### [RECORDS FOR PROCESSING]
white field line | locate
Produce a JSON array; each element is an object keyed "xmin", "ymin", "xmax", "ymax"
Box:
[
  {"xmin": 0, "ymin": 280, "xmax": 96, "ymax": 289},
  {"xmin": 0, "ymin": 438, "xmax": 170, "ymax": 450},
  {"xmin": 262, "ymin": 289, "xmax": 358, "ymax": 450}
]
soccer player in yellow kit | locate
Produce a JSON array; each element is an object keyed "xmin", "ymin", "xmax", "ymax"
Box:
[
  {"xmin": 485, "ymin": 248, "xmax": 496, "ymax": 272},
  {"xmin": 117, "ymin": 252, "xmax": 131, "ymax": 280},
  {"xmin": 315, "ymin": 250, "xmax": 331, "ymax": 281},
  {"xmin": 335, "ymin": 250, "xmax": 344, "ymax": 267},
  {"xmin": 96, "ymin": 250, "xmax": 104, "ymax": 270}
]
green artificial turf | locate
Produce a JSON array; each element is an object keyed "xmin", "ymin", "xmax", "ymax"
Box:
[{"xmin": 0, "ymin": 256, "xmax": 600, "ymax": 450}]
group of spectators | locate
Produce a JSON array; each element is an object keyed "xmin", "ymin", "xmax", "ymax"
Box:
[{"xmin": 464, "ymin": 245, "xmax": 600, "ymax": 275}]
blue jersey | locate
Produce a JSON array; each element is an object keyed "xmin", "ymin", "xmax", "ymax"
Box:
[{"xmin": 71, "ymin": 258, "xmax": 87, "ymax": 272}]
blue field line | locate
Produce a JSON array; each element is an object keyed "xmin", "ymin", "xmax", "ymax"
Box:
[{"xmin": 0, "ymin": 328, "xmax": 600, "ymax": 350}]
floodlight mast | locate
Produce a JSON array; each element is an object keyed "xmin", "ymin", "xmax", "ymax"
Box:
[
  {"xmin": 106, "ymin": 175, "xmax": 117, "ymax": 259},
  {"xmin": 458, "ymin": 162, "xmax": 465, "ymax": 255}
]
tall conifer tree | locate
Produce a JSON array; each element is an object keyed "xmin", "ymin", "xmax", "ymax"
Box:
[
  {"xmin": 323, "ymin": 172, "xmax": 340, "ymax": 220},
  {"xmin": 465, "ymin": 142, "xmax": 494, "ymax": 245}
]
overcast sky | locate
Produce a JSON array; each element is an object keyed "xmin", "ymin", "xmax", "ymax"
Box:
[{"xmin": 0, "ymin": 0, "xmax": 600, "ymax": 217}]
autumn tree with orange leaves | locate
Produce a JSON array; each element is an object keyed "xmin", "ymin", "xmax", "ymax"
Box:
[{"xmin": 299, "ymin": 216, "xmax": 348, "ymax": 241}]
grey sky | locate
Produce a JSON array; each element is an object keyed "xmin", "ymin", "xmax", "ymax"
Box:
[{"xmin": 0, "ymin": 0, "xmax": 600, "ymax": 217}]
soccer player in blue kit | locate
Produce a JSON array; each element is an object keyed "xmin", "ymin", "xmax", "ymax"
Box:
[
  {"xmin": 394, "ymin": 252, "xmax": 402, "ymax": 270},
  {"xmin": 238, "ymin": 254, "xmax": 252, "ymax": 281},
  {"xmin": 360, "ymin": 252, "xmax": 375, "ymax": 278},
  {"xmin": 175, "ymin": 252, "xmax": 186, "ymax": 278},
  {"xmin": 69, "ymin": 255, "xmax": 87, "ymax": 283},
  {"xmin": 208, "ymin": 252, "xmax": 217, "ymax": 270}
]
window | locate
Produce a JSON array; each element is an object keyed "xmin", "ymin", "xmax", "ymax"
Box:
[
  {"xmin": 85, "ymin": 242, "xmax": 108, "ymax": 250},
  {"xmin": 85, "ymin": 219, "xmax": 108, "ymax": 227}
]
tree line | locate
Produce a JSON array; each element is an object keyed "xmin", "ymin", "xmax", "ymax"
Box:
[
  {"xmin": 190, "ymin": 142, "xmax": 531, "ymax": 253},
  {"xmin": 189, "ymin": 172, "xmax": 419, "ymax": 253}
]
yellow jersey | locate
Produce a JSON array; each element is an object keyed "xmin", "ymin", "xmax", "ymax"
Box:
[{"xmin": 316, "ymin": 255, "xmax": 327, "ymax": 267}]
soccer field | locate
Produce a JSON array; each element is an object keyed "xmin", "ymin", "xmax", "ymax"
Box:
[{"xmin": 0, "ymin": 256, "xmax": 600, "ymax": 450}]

### [REQUIRED TASK]
Begin with the line that contains "tall conifer tree | locate" and set down each line exactly until the records above end, including the final line.

### [RIGHT ANSWER]
tall conifer tree | locate
Produce a JSON array; each element is an object keyed "xmin", "ymin", "xmax", "ymax"
Box:
[
  {"xmin": 323, "ymin": 172, "xmax": 340, "ymax": 220},
  {"xmin": 465, "ymin": 142, "xmax": 494, "ymax": 245}
]
overcast sky | locate
Produce a JSON array; each element is an object keyed "xmin", "ymin", "xmax", "ymax"
Box:
[{"xmin": 0, "ymin": 0, "xmax": 600, "ymax": 217}]
autumn tree with orange leaves | locate
Produce a JSON array; each element is an object keyed "xmin", "ymin", "xmax", "ymax"
Box:
[{"xmin": 299, "ymin": 216, "xmax": 348, "ymax": 241}]
grey sky | locate
Produce a JSON array; each element is an object keyed "xmin", "ymin", "xmax", "ymax"
Box:
[{"xmin": 0, "ymin": 0, "xmax": 600, "ymax": 217}]
soccer player in blue kit | locate
Produce a JSON array; each element is an object keyed "xmin", "ymin", "xmax", "ymax"
Box:
[
  {"xmin": 394, "ymin": 252, "xmax": 402, "ymax": 270},
  {"xmin": 238, "ymin": 254, "xmax": 252, "ymax": 281},
  {"xmin": 360, "ymin": 252, "xmax": 375, "ymax": 278},
  {"xmin": 175, "ymin": 252, "xmax": 186, "ymax": 278},
  {"xmin": 69, "ymin": 255, "xmax": 87, "ymax": 283},
  {"xmin": 208, "ymin": 252, "xmax": 217, "ymax": 270}
]
window | locate
Produce a JSON array; each element is an object keyed "xmin", "ymin", "xmax", "ymax"
Box:
[
  {"xmin": 85, "ymin": 242, "xmax": 108, "ymax": 250},
  {"xmin": 85, "ymin": 219, "xmax": 108, "ymax": 227}
]
tree line | locate
Produce a JSON array; each element is an object keyed "xmin", "ymin", "xmax", "ymax"
Box:
[
  {"xmin": 190, "ymin": 142, "xmax": 531, "ymax": 253},
  {"xmin": 189, "ymin": 172, "xmax": 419, "ymax": 253}
]
yellow jersey | locate
Produce a JSON array; each element is an object keyed "xmin", "ymin", "xmax", "ymax"
Box:
[{"xmin": 316, "ymin": 255, "xmax": 327, "ymax": 267}]
soccer field | locate
Produce a JSON array; each element is an object keyed "xmin", "ymin", "xmax", "ymax"
Box:
[{"xmin": 0, "ymin": 256, "xmax": 600, "ymax": 450}]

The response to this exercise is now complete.